(Collected data entries)
++++++

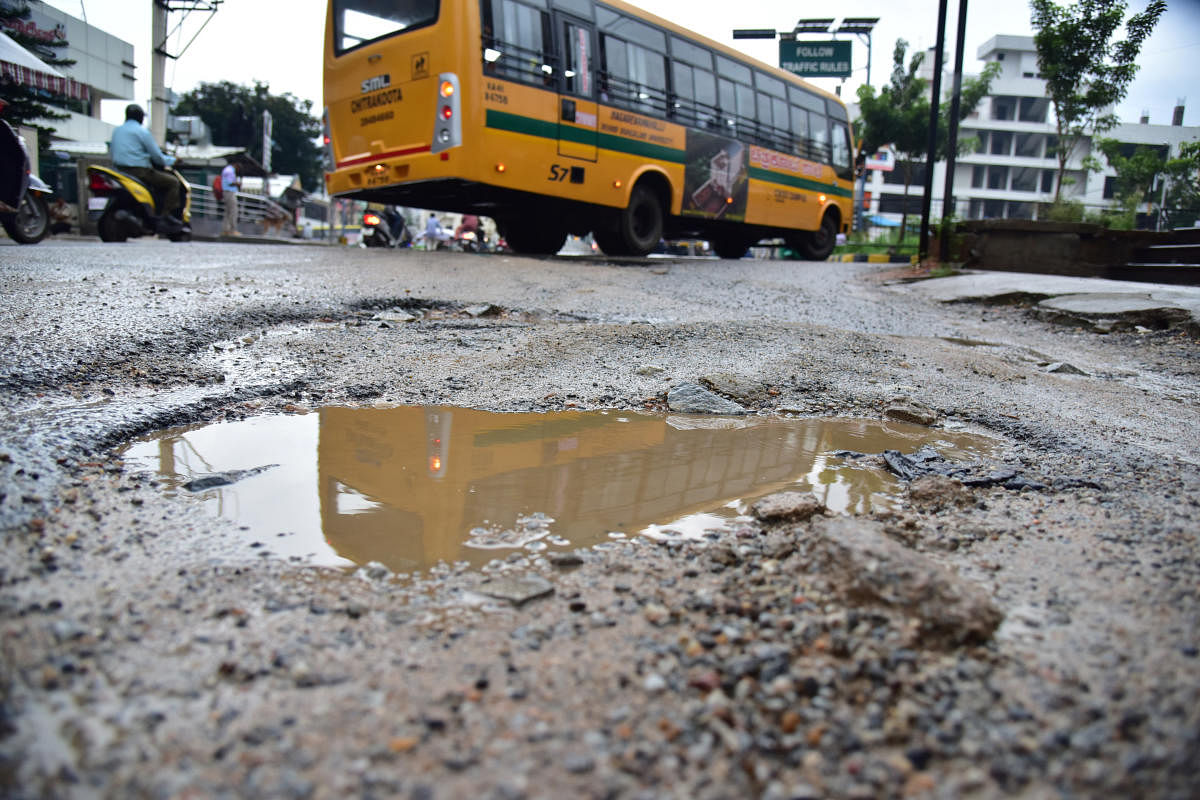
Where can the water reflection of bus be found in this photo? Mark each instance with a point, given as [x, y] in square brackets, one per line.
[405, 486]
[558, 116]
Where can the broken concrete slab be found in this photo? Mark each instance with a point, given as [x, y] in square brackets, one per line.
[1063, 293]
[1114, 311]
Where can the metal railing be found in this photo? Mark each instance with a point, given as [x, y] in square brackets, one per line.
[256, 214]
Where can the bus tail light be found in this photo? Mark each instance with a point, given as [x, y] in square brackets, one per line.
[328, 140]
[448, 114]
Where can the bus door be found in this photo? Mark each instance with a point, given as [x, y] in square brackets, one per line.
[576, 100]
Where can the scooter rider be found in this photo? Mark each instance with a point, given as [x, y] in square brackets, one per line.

++++++

- **DIRECTIONS FOR THIS TASK**
When you reach the line containing "Where can the broken" in the data above, retype it and each line after it through the final one, exactly as written.

- **YOUR RESPONSE**
Where can the broken concrete slab be found in this photo? Mark each instance with a point, given as [x, y] in square brackets, one per line.
[1063, 293]
[1114, 311]
Where can the metal railing be found in this photo? Mark each instance with a point, given as [x, y] in square brackets, one per line.
[256, 214]
Where can the bus tail light be found in this photo? Mark each instance with a point, given as [x, y] in square brackets, one per line.
[328, 140]
[448, 114]
Where can the bus door be found in this photo? Mark each instance with a point, given as [x, y] in square brackets, one per line.
[576, 100]
Where can the scooter rider be found in this photo? Mark each instance with a point, given as [x, y] in square brackets, one per line.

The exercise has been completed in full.